EXERCISE BRIEF => In full and without alteration, repeat the material.

(Data extracted from a collection)
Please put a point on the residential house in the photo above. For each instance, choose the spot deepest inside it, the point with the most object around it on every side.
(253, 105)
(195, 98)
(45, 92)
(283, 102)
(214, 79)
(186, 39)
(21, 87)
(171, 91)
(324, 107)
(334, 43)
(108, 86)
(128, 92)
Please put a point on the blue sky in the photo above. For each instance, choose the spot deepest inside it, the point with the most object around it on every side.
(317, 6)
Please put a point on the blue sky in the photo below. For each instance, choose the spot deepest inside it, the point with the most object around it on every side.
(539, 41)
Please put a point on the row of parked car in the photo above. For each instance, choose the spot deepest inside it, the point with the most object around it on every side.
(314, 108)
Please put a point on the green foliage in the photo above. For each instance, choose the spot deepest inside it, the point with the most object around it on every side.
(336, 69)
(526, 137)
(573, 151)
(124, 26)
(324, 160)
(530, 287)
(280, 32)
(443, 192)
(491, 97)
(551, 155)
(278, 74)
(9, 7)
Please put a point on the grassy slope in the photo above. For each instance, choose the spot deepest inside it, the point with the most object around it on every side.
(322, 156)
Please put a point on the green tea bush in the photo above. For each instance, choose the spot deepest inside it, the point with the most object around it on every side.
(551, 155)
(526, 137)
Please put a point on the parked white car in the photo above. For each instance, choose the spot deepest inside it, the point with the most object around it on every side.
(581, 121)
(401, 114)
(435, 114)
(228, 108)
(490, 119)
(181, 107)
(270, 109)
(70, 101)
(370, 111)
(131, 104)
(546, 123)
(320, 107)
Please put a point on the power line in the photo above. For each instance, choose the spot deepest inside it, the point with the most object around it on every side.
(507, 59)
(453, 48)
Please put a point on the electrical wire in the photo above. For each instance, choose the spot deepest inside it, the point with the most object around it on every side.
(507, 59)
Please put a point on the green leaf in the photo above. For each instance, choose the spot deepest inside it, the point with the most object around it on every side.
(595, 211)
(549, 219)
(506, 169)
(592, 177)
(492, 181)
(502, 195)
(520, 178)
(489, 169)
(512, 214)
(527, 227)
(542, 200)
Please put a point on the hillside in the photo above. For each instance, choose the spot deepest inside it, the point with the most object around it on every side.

FINISHED EXERCISE =>
Please put a point on the residential house in the photo above. For each instance, choose the spot deepest inside it, the point with the most object around it on every side.
(253, 105)
(195, 98)
(45, 92)
(283, 102)
(214, 79)
(186, 39)
(21, 87)
(171, 91)
(324, 107)
(334, 43)
(108, 86)
(128, 92)
Please put a point on the blue sky in the photo above. For each instance, choose the spot deepest inside it, the point with the most object around it on every side.
(317, 6)
Please put a point on the blue sky in the photo below. For each instance, choose the spot deepest inside it, the point with the most object around it on every side.
(539, 41)
Please put a point on the row of parked car in the photo above. For each instance, choose the spot deepest inside it, the point with the most object around it on every side.
(314, 108)
Please put a point on the green foliage in the photo above. For each instance, choose the spot deepest inside it, the point with the most object around it on every side.
(336, 69)
(526, 137)
(573, 151)
(124, 26)
(324, 160)
(530, 287)
(280, 32)
(443, 192)
(491, 97)
(551, 155)
(278, 74)
(9, 7)
Please put a point on the grassy slope in the photo above. For each instance, choose the spot deepest inside it, the point with the most object around it on every side.
(322, 156)
Please put a point on the green tea bush in the photo above. For each instance, choose the spot deepest inside it, the point with the most object around it on every side.
(551, 155)
(526, 137)
Please put a point on the parked white car in the photo above. For each instance, choose the spot deepest inside it, the point with the most object around it on every side.
(581, 121)
(401, 114)
(435, 114)
(228, 108)
(490, 119)
(181, 107)
(270, 109)
(70, 101)
(370, 111)
(131, 104)
(546, 123)
(320, 107)
Please put a point on the power line in the photo above. For each instance, choose the spot deepest inside it, the point with the most object around it on every side.
(507, 59)
(453, 48)
Please put a point on the electrical wire in the photo above. For each instance, choose the spot deepest inside it, the point with the most object around it on every side.
(507, 59)
Please put a point on the green leaf in the photo above. For each instance, choose the spot deepest inside it, the point with the most object around it on every side.
(595, 211)
(549, 219)
(506, 169)
(592, 177)
(492, 181)
(502, 195)
(520, 178)
(489, 169)
(512, 214)
(527, 227)
(542, 200)
Please put a point on the hillside in the photo above. For each instance, choose the spot deepest inside it, the point with the most object around it on every side.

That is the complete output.